Reproduce everything from "Suppose that $[x]_R" down to "have $[y]_R =[x]_R$." in the equivalence relations text, character for character.

# Extracted text:
====

• Let $X$ be any set and let $R$ be a relation from $X$ to $X$. Let $R$ be an equivalence relation.
• Let $x \in X$. Then equivalence class of $x$ will be,
  $[x]_R = \{y∈X : (x,y) ∈R\}$.

Let $x,y ∈X$ with $x\neq y$.
Suppose that $[x]_R \neq [y] _R$.
Claim: $[x]_R ∩ [y]_R = \phi$.

Suppose not, i.e,there exists $z ∈ [x]_R ∩ [y]_R$.

• $z∈[x]_R \ \& \ z∈[y]_R$
• $\Rightarrow (z, x)∈R \ \& \ (z, y)∈R$
• $\Rightarrow (x, z)∈R \ \& \ (z, y)∈R \$ (∵ $R$ is an equivalence relation)
• $\Rightarrow (x,y)∈R$ (∵ $R$ is transitive)
• $\Rightarrow y∈[x]_R$
• $∴ [y]_R ⊆ [x]_R$
• By symmetry of $x \ \& \ y$ we have $[y]_R =[x]_R$.
• Thus $[x]_R = [y]_R$
• Or $[x]_R ∩ [y]_R =\phi$

$\Z$ = Set of all integers.
$R=\{(m,n)∈ \Z \times \Z | m≡n (\text{mod} \ 9)\}$. Write down all the equivalence classes for the given relation.

$1∈ \Z$
$[1]_R = \{m|m-1 ≡ 0 \ (\text{mod} \ 9)\}$
$m-1≡0 (\text{mod} \ 9)$
Equivalently, $m-1$ is divisible by $9$.

$10$ is one such number.
$\{1,10,19,28,….\} = \{9n+1|n∈ \Z \}$

$[1]_R = \{1,10,19,28,…\}$

$[0]_R = \{0,9,18,27,…\}$

Note that there are exactly 9 equivalence classes.
$\{[0]_R, [1]_R, [2]_R, [3]_R, [4]_R, [5]_R, [6]_R, [7]_R, [8]_R \}$.

$R=\biggl\{((x_1, y_1),(x_2, y_2))∈ \R^2$\ $\{(0,0)\}\times \R^2$\ $\{(0,0)\} \mid \text{there exists a non zero scalar}| α ∈ \R \ \text{such that} \ (x_1, y_1) = α (x_2, y_2)\biggl \}$.
Write down the equivalence class for the given relation.

Suppose $(x_1, y_1)∈$ $\R^2$ \ $\{(0,0)\}$.

$((x_2, y_2), (x_1, y_1))∈ R$

$\Rightarrow (x_2, y_2) = α (x_1, y_1) \ \text{for some} \ α∈ \R \ \text{with} \ α≠0$.

====

# Dataset excerpts:
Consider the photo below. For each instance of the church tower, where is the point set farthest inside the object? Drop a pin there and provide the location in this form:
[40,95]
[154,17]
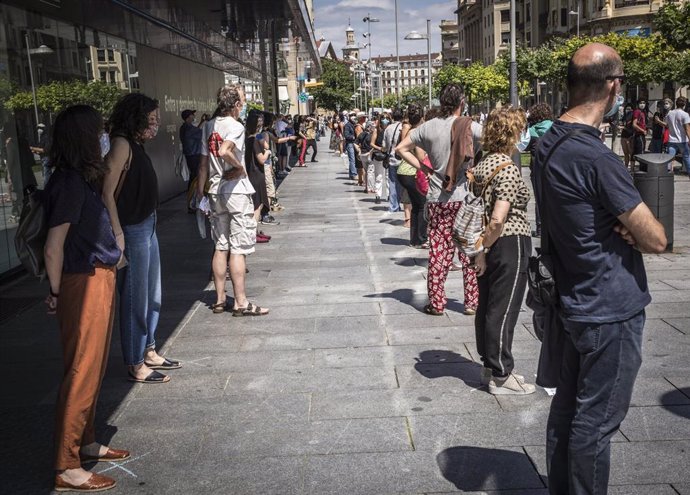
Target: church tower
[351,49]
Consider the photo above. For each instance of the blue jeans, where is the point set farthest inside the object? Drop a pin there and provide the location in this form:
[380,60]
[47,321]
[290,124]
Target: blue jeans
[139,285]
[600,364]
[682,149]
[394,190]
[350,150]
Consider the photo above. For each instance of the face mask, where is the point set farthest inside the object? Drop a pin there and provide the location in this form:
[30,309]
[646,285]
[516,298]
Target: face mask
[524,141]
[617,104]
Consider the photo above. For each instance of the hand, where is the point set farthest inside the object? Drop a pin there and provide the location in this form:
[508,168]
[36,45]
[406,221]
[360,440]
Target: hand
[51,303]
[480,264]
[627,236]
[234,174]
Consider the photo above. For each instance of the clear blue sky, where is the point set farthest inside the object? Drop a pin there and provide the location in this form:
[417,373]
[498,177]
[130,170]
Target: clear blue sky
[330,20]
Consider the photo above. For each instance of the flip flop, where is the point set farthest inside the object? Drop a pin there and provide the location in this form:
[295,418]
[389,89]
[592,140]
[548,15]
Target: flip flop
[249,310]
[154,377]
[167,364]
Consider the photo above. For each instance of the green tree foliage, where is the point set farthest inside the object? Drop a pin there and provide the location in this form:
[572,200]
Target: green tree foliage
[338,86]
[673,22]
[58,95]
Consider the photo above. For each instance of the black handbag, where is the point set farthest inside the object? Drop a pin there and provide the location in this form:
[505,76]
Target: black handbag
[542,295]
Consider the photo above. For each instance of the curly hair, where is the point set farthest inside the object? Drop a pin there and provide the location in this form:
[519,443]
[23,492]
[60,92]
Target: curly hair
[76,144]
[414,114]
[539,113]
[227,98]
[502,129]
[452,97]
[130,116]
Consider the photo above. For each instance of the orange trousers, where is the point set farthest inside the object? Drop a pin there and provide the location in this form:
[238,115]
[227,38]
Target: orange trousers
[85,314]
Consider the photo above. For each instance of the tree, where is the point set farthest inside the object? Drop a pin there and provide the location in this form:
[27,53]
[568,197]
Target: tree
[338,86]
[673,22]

====

# Answer to the problem:
Suppose that $[x]_R \neq [y] _R$.
Claim: $[x]_R ∩ [y]_R = \phi$.

Suppose not, i.e,there exists $z ∈ [x]_R ∩ [y]_R$.

• $z∈[x]_R \ \& \ z∈[y]_R$
• $\Rightarrow (z, x)∈R \ \& \ (z, y)∈R$
• $\Rightarrow (x, z)∈R \ \& \ (z, y)∈R \$ (∵ $R$ is an equivalence relation)
• $\Rightarrow (x,y)∈R$ (∵ $R$ is transitive)
• $\Rightarrow y∈[x]_R$
• $∴ [y]_R ⊆ [x]_R$
• By symmetry of $x \ \& \ y$ we have $[y]_R =[x]_R$.